■ **WHAT YOU WILL DO**
Your task is to output, without alteration, each line from the one containing "Place one marker on each instance of the ripple" through the final line of the records below.

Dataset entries
----------------------------------------

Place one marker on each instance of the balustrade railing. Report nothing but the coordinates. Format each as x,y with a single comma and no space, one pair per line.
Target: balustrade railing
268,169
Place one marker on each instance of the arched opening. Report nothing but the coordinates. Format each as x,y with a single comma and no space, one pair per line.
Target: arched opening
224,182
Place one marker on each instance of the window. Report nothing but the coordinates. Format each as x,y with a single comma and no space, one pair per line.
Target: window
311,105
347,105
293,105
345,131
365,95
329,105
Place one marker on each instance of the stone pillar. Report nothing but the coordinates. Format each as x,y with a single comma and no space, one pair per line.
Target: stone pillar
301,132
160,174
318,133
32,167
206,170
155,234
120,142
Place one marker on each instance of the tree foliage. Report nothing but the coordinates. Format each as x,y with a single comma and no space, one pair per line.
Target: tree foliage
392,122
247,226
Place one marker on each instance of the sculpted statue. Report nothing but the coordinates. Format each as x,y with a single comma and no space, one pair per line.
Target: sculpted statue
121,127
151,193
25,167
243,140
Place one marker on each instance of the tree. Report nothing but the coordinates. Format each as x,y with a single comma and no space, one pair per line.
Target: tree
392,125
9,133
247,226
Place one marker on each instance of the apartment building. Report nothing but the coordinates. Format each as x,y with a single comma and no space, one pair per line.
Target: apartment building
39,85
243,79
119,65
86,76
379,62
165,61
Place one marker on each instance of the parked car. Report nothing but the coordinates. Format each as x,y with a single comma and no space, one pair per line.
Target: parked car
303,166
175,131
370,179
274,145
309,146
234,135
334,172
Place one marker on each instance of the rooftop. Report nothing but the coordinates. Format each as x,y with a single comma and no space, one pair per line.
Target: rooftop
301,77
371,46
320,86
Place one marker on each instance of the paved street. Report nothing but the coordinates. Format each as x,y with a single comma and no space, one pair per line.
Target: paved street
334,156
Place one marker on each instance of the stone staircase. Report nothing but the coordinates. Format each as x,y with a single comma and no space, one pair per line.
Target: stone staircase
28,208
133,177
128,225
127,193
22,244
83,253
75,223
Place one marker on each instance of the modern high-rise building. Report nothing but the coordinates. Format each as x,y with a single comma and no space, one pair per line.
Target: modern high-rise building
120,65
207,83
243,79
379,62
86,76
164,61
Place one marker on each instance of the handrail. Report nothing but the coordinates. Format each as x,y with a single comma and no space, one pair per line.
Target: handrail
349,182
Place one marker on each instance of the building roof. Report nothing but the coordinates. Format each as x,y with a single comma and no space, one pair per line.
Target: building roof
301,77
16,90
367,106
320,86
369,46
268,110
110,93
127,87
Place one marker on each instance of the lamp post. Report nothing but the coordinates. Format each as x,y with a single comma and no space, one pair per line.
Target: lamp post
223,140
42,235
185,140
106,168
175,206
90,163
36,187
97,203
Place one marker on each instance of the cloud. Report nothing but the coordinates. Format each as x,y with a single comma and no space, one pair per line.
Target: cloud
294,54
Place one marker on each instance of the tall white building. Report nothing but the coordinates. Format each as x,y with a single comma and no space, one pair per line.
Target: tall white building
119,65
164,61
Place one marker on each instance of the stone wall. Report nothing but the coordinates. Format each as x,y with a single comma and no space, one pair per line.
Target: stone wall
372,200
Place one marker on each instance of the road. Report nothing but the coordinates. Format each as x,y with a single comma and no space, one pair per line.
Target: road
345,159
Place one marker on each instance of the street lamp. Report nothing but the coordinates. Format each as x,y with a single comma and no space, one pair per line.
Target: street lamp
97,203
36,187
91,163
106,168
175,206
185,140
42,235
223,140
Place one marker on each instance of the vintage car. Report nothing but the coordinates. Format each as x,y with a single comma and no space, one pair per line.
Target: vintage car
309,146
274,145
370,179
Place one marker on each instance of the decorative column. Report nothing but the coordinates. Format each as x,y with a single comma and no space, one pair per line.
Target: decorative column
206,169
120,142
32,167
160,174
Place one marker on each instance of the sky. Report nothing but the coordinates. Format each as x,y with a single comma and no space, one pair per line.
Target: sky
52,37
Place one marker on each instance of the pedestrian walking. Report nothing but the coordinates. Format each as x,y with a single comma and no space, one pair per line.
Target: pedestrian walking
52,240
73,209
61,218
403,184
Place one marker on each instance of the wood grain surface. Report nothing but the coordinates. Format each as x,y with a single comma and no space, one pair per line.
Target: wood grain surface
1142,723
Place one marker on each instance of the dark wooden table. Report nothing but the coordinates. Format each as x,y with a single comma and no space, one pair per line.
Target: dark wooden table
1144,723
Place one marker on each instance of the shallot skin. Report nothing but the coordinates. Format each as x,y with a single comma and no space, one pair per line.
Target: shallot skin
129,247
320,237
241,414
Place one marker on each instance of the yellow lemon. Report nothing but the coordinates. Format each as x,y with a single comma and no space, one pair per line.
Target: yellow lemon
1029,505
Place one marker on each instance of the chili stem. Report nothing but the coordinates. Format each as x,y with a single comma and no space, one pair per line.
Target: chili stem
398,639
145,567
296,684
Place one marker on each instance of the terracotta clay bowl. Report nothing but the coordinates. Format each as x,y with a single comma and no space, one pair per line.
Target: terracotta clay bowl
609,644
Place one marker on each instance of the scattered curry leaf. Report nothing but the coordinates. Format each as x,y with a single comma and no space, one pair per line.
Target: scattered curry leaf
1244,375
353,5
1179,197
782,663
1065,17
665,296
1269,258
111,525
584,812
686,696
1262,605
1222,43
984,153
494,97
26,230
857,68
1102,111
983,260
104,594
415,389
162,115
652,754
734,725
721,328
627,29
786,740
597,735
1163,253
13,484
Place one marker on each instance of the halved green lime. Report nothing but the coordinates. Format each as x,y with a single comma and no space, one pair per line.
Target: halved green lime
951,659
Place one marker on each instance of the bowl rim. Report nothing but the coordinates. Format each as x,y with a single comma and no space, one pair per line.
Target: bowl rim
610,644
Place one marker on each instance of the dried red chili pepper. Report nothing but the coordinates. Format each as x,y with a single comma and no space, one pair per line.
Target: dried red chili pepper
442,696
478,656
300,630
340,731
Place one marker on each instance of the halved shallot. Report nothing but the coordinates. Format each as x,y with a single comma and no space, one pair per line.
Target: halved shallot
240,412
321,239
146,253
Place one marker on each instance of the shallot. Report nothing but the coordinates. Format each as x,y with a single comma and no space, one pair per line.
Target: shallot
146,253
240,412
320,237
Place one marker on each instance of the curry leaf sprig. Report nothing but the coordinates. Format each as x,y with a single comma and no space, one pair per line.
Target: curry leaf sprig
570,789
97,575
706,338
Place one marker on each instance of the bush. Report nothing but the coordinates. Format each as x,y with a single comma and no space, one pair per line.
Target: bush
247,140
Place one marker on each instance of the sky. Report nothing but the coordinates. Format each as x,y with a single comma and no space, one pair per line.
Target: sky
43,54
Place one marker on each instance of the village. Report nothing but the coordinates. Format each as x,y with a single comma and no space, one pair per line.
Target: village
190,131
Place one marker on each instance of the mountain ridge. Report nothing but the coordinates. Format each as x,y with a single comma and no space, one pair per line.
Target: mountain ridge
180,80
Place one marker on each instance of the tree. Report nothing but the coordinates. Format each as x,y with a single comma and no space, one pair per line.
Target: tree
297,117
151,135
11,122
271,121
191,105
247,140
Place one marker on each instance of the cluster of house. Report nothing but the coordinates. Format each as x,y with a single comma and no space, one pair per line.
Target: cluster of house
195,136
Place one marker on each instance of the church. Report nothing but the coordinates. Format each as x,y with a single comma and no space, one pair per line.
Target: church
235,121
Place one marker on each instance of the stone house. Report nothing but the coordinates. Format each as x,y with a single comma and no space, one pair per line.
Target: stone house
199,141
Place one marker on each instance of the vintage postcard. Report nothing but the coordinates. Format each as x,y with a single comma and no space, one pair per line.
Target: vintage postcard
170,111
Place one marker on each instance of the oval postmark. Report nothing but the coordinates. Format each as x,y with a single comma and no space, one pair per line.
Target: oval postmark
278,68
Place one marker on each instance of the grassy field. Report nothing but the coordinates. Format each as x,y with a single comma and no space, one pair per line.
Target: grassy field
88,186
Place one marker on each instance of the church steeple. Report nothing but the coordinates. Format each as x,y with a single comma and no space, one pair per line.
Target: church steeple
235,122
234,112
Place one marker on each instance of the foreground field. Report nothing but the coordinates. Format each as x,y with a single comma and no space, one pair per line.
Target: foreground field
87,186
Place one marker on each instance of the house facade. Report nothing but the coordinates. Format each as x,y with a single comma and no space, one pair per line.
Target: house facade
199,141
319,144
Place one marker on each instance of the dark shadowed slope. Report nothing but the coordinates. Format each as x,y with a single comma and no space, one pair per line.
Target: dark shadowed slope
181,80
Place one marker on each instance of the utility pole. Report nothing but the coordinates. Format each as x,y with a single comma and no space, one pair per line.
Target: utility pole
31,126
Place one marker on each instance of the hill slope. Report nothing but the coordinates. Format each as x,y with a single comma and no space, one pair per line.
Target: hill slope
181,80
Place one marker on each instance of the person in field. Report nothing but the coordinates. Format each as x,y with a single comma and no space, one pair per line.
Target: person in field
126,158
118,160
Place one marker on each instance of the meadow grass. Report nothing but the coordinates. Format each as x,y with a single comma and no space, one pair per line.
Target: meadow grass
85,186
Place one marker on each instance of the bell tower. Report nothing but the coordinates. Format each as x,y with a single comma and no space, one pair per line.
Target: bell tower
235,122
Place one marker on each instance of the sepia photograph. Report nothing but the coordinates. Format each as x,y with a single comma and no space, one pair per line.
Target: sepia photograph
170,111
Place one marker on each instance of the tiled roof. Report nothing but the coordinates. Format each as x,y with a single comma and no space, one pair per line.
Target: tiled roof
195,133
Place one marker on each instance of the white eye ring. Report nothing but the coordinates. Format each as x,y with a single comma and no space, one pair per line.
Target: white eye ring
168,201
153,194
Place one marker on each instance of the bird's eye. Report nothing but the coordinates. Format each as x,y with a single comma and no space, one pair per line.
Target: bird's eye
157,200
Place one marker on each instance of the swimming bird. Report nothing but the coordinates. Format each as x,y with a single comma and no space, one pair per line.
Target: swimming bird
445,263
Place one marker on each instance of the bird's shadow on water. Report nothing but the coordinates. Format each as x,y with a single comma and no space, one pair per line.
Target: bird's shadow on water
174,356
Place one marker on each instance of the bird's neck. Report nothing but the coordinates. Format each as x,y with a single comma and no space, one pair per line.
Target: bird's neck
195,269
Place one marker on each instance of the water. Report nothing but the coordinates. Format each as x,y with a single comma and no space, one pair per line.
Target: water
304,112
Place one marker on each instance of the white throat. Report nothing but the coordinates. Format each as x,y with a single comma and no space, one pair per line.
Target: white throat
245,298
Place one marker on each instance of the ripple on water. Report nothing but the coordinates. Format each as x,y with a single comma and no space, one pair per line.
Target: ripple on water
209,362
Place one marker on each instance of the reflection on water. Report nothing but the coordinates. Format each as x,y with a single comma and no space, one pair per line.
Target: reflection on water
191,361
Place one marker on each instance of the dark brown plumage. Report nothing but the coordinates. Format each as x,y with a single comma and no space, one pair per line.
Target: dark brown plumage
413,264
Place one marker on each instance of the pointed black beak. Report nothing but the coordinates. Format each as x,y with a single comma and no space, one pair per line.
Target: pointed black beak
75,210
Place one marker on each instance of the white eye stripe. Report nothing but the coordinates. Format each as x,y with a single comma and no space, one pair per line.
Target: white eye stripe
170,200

----------------------------------------

■ **EXPECTED ANSWER**
Place one marker on each instance of the ripple on water. Report nothing but the coordinates. Format each as x,y with a single comma and no space, one pair per line.
Target: ripple on water
209,362
Place one marker on each instance of the reflection on water. Report nothing but the coordinates. Format each as x,y with a single comma and no space, one pair per line.
Target: reflection on water
191,361
Place one marker on each instance of the dark brown plumage. Report nothing but the coordinates. Format each as x,y with a single comma and no space, one pair per line.
Target: dark brown plumage
413,264
Place one marker on each instance of the pointed black beak. Report nothing but the coordinates. Format each as x,y with a single comma and no space, one pair per line.
Target: pointed black beak
75,210
Place one marker on each instance of the white eye stripe. Report nothing but the coordinates. Format each as x,y with a single comma and no space, one pair per line.
Target: white eye stripe
170,200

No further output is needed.